= What you need to do =
**a.** Repeat everything in the thread about fish that leave eggs and fry alone, from "think about fish....fish" down to "eggs of another....".
**b.** Pick up the thread about fish that leave eggs and fry alone after its last post, and write what comes next.

= Selected excerpt =

"""

# Fish that don't eat fry



## bmlbytes (Aug 1, 2009)

I am planning on using my 10 Gallon tank to breed danios, but I want to keep a fish or two in there to keep it cycled and so it isnt too boring. Is there a good fish that wont eat the danios' eggs or fry that I can keep in a freshwater tank?


----------



## lohachata (Jan 27, 2006)

you're kidding ..... right?
think about fish....fish eat fish..fish eggs are a special treat for any fish..
i cannot think of any species of fish that will not bother the eggs of another....


----------



## bmlbytes (Aug 1, 2009)

That's why I was asking. I was thinking maybe there was like a herbavore fish. Oh well. I will probably put the betta in there until I decide to breed, then he can go in the community tank.


----------



## lohachata (Jan 27, 2006)

i really can't think of any species that would be 100% totally herbivorous or carnivorous..
would be best to not have anything else in the tank when you are ready to spawn the danios.


----------



## bmlbytes (Aug 1, 2009)

I would put a few ghost cats in there until I was ready to spawn (then put them in my 20G to school with my single one), but they dont like light and I am trying to grow plants too. In fact, the one I have hides under the terra cotta pot I put in the 20G for the frogs.


----------



## bmlbytes (Aug 1, 2009)

One other question. Any reason the PH in my 10G should have jumped from 7.2 to 7.8? The other day, I put some granite I had and some substrate from my old tank in the 10G. I also put my extra filter from my 20G in my 10G. It then cycled overnight and I tested the PH today and it was really 7.8. What caused this jump? I did some research and was certain that granite would not do anything to my aquarium since it is an inert rock.

I dont have a test kit for hardness though.


----------



## Toshogu (Apr 24, 2009)

Seems Coryadoras doesn't bother eggs much so long as they are up high


----------



## bmlbytes (Aug 1, 2009)

Thanks tosh.

Forget the PH thing. I tested our tap water. The PH must have recently gone up a lot in our tap because it is 7.8 also (used to be 7.2).

"""

= Listing =
"""

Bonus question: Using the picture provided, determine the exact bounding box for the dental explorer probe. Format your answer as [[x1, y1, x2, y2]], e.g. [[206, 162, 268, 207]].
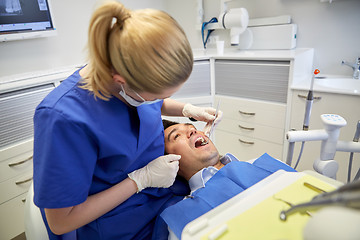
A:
[[294, 69, 320, 169], [280, 178, 360, 221], [303, 69, 320, 131]]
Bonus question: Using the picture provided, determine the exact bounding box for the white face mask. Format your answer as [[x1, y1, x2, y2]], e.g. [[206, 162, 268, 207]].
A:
[[119, 85, 161, 107]]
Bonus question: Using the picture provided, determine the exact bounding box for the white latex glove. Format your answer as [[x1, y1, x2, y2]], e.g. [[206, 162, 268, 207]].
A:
[[128, 154, 181, 192], [182, 103, 223, 135], [203, 110, 223, 136]]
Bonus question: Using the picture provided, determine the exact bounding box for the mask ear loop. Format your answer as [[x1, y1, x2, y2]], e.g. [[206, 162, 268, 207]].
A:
[[201, 17, 218, 49]]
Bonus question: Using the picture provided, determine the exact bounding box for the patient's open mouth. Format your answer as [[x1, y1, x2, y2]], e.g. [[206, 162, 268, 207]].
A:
[[195, 137, 208, 148]]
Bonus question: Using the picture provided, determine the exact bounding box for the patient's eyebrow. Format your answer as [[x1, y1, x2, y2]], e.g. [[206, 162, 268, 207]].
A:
[[168, 128, 177, 142]]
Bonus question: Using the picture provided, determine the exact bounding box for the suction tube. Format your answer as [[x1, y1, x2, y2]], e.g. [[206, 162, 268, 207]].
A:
[[348, 120, 360, 182], [294, 69, 320, 169]]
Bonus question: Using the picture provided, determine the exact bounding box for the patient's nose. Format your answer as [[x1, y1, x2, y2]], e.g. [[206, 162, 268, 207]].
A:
[[187, 128, 196, 138]]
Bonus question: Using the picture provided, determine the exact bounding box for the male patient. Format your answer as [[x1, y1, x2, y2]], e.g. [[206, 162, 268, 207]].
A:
[[160, 120, 295, 239]]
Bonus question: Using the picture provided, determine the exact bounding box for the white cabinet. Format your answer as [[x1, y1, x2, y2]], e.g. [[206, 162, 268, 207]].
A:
[[0, 71, 67, 240], [0, 140, 33, 239], [290, 90, 360, 182], [167, 59, 213, 129], [215, 95, 286, 161], [215, 60, 290, 161]]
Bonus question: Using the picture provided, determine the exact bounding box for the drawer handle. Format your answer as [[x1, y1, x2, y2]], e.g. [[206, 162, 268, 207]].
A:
[[298, 94, 321, 100], [9, 156, 33, 167], [238, 124, 255, 131], [239, 110, 255, 116], [239, 138, 255, 145], [15, 177, 33, 185]]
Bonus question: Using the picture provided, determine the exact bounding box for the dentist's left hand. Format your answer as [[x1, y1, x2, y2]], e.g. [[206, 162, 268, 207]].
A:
[[128, 154, 181, 192]]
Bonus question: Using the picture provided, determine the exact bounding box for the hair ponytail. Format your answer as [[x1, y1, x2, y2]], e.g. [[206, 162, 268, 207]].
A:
[[82, 2, 193, 100], [82, 2, 130, 100]]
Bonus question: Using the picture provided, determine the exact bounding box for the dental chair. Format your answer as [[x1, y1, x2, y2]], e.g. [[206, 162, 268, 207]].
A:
[[24, 183, 49, 240]]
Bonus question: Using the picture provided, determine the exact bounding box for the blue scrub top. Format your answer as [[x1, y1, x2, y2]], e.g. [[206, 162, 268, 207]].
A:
[[34, 68, 186, 240]]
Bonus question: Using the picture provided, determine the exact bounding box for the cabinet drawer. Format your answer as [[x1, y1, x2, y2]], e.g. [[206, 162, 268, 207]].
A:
[[215, 60, 290, 103], [215, 96, 286, 129], [0, 193, 27, 240], [216, 130, 283, 161], [0, 169, 32, 204], [217, 118, 284, 144], [0, 152, 33, 183]]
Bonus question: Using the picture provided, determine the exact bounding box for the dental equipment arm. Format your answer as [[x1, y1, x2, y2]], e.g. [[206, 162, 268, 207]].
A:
[[280, 181, 360, 221], [286, 114, 360, 179], [303, 69, 320, 131]]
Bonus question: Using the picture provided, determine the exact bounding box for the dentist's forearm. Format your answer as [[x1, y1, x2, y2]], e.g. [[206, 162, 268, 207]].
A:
[[45, 178, 137, 235]]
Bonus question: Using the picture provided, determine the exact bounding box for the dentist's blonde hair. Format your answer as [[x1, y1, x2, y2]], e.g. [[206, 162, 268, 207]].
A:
[[82, 2, 193, 100]]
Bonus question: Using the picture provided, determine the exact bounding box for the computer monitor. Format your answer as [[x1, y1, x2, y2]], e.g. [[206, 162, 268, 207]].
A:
[[0, 0, 56, 42]]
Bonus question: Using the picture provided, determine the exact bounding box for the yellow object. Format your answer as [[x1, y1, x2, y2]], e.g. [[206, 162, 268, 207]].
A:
[[201, 175, 335, 240]]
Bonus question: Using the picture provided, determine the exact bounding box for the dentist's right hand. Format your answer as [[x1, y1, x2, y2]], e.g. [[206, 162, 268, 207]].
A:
[[128, 154, 181, 192]]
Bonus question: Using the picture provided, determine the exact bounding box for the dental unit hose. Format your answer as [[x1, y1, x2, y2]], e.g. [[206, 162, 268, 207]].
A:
[[294, 69, 320, 169], [347, 120, 360, 182]]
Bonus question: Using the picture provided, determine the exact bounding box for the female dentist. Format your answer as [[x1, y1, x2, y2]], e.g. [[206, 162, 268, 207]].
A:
[[34, 2, 219, 240]]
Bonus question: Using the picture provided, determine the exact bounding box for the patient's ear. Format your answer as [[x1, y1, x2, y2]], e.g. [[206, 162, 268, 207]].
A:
[[112, 73, 126, 85]]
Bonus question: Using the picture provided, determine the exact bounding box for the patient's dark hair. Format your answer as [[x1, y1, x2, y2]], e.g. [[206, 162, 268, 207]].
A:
[[163, 119, 179, 130]]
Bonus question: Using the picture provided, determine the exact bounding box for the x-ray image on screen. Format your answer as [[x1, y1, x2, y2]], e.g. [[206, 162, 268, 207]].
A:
[[0, 0, 22, 16]]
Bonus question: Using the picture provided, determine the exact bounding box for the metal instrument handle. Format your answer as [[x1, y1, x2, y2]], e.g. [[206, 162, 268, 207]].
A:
[[238, 124, 255, 131], [15, 177, 33, 185], [239, 110, 255, 116], [238, 138, 255, 145], [8, 156, 33, 167], [298, 94, 321, 100]]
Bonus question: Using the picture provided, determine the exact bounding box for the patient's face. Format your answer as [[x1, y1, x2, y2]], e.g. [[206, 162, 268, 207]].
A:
[[165, 124, 219, 180]]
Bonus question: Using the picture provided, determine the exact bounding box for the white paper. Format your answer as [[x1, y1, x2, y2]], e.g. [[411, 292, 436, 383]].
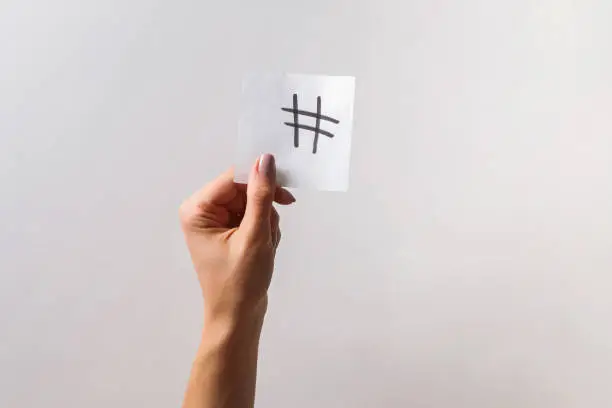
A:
[[235, 74, 355, 191]]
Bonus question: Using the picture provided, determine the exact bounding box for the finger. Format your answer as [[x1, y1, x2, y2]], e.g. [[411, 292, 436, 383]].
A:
[[274, 228, 283, 248], [189, 169, 238, 205], [236, 183, 296, 205], [270, 207, 280, 247], [274, 186, 295, 205], [241, 154, 276, 238]]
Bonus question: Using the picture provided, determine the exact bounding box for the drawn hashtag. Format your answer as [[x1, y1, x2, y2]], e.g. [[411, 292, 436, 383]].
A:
[[281, 94, 340, 154]]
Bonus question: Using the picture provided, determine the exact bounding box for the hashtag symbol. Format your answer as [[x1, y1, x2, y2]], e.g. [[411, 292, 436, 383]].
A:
[[281, 94, 340, 154]]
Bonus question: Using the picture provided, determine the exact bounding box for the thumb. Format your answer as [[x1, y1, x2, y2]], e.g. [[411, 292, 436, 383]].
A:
[[241, 154, 276, 236]]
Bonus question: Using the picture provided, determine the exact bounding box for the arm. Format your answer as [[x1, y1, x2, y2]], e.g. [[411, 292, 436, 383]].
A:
[[180, 155, 295, 408]]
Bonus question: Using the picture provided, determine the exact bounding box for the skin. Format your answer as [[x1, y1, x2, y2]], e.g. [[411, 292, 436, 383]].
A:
[[180, 155, 295, 408]]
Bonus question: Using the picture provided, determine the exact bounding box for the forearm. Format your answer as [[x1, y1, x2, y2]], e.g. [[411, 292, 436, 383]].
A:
[[183, 313, 263, 408]]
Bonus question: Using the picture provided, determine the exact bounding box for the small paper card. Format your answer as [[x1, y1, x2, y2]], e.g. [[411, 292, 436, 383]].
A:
[[235, 74, 355, 191]]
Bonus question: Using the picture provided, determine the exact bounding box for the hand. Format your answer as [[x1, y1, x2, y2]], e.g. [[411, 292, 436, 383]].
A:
[[180, 154, 295, 322]]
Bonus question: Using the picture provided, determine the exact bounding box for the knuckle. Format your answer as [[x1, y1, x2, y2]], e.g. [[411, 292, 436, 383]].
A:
[[253, 186, 274, 202], [178, 201, 196, 225]]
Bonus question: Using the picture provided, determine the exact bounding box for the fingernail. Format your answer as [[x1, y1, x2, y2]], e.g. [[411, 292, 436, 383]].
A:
[[285, 190, 295, 203], [257, 153, 276, 177]]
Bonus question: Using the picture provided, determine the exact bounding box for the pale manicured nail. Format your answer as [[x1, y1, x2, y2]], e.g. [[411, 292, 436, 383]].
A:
[[257, 153, 276, 177]]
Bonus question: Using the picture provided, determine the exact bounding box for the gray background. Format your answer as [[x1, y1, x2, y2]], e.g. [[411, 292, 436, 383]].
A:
[[0, 0, 612, 408]]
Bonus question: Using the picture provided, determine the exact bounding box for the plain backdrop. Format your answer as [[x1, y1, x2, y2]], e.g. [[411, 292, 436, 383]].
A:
[[0, 0, 612, 408]]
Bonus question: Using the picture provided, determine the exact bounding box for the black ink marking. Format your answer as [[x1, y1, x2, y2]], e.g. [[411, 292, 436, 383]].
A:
[[293, 94, 300, 147], [281, 94, 340, 154], [284, 122, 334, 138], [312, 96, 321, 154], [281, 108, 340, 123]]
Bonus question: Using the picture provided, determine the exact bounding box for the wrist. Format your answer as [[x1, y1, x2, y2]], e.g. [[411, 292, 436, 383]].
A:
[[202, 298, 268, 344]]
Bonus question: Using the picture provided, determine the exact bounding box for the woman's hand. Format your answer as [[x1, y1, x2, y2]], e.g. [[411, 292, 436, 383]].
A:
[[180, 154, 295, 408], [180, 154, 295, 322]]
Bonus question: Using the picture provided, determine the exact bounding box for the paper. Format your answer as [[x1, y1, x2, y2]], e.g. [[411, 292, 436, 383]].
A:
[[235, 74, 355, 191]]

"""

= Results of the exercise =
**a.**
think about fish....fish eat fish..fish eggs are a special treat for any fish..
i cannot think of any species of fish that will not bother the eggs of another....

**b.**
----------



## humdedum (Feb 18, 2009)

White Cloud Mountain Minnows apparently don't eat their eggs or their fry.


----------



## lohachata (Jan 27, 2006)

sorry guys ; but.........corydoras will eat eggs no matter where they are.... 
and white clouds will eat their eggs and their fry....how do i know this?????
because i am breeding both of these rascals and have watched them do it on numerous occasions...
when breeding ; the less you disturb the tank ; the better...
i also kind of feel that if you cannot or will not set up properly for breeding ; then don't worry about not getting any offspring... the basic idea is accommodating the needs of the fish and not the fishkeeper....humans often make the mistake of thinking they are the ones that know what the fish should do to breed...(boy ; have i done that a few times..lol)
another good thing to do with breeding egg scatterers is to make a carpet of java moss on the bottom of the tank... not only will it provide refuge for the eggs and fry ; but it will also provide food for fry....


----------



## bmlbytes (Aug 1, 2009)

ive been trying to find java moss locally, but no one has it. I will probably order some.


----------



## emc7 (Jul 23, 2005)

What about apple snails? Can I put them in with small fry to clean up uneaten food?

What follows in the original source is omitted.